Конечной целью Бабигонского пикника была самая деревня, расположенная по гребню довольно высокого холма, в нескольких верстах на юг от Петергофа. Но и путь до Бабигон представлял (особенно для меня и моих сверстников) большой интерес, так как он был украшен всевозможными достопримечательностями. Сначала надо было ехать длинной Самсониевской аллеей, по среди которой в канале лежали фонтанные трубы (это был тот самый канал, куда свалился шарабан дяди Митрофана, причем чуть не погиб кузен Женя Кавос).
На половине своего протяжения аллея прерывалась железнодорожным полотном и тут, если шлагбаум был опущен, надлежало ждать прохода поезда. Упиралась же Самсониевская аллея в павильон Озерки, похожий на тот, который украшал Царицын остров. Оба мне представлялись верхом роскоши, а позже эти здания, типичные для немецкой архитектуры середины XIX века (их строил любимый архитектор Николая I - Штакеншнейдер) казались мне точным воспроизведением древне-римских вилл. Традиция требовала остановиться у Озерков. Все, кроме бабушки и других пожилых дам, вылезали из экипажей и шли смотреть мраморную "спящую даму". Стояла эта прекрасная скульптура под увитой плющом перголой, жерди которой поддерживались столбами из серого гранита с головами бога Морфея: для того же, чтобы увидать самое спящую красавицу, надо было дать на-чай дворцовому лакею и тогда он подымал подвешенный на блоке целомудренно скрывавший наготу "дамы" кубический холщевый колпак. С этой же перголы открывался прелестный вид на небольшой пруд. На его водах, у самого дворцового сада, лет двадцать до моего рождения, Государь Николай Павлович угостил своих гостей незабвенным спектаклем балета "Наяда и рыбак", в котором блистала Черрито и декорацией которого служил весь окружающий, освещенный луной и фонариками пейзаж.
Продолжая путь в Бабигоны, после Озерков покидаешь парковую тень и выезжаешь на деревенский простор. Правда и здесь деревья были рассажены группами и казались прибранными и причесанными. Тут вскоре на одном из поворотов, за речкой (или рукавом пруда), открывалась Руина - искусственные развалины, составленные из мраморов старого собора св. Исаакия, начатого строиться при Екатерине II и затем оставленного. Вероятно потому, что эта петергофская "руина" была первой, которую я видел в жизни, ничто (не исключая, пожалуй, и римского форума) меня так не волновало своей заброшенностью и не производило впечатления такой печальной оставленности, как именно эти розовые колонны, торчащие из-за чахлых северных кустарников среди недоступного, окруженного водой островка.
После Руины начинался подъем к первому из холмов, оцепляющих с юга Петергофскую долину. И здесь, на полусклоне, стоял прямо в поле большущий двуглавый черный бронзовый орел, протягивающий свои свирепые клювы в разные стороны и впивающийся когтями в гранитную глыбу. Эта черная царственная птица представлялась мне тем огромнее и чудовищнее, что неподалеку от нее стоял домик сторожа с садиком, и они казались в сравнении с орлом крошечными.

**ЗАДАЧИ И ЗАДАНИЯ**
1/ Ответьте по тексту для чтения на три вопроса:
(a) Чьими головами были украшены гранитные столбы перголы у Озерков?
(b) Из чего была составлена Руина?
(c) Что стояло прямо в поле на полусклоне первого холма?
2/ Перепишите из текста для чтения без изменений отрывок: начните со слов, содержащих "После Руины начинался", и остановитесь после слов "с орлом крошечными.".
3/ Назовите всех людей, упомянутых в тексте для чтения по имени или фамилии.

**ИСХОДНЫЕ ДАННЫЕ**
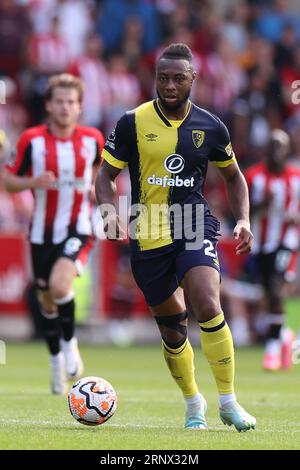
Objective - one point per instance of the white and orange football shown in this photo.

**ОТВЕТЫ ПО ПОРЯДКУ**
1/
(a) Головами бога Морфея.
(b) Из мраморов старого собора св. Исаакия.
(c) Большущий двуглавый черный бронзовый орел.

2/
После Руины начинался подъем к первому из холмов, оцепляющих с юга Петергофскую долину. И здесь, на полусклоне, стоял прямо в поле большущий двуглавый черный бронзовый орел, протягивающий свои свирепые клювы в разные стороны и впивающийся когтями в гранитную глыбу. Эта черная царственная птица представлялась мне тем огромнее и чудовищнее, что неподалеку от нее стоял домик сторожа с садиком, и они казались в сравнении с орлом крошечными.

3/ Дядя Митрофан, кузен Женя Кавос, Николай I (Государь Николай Павлович), Штакеншнейдер, Черрито, Екатерина II.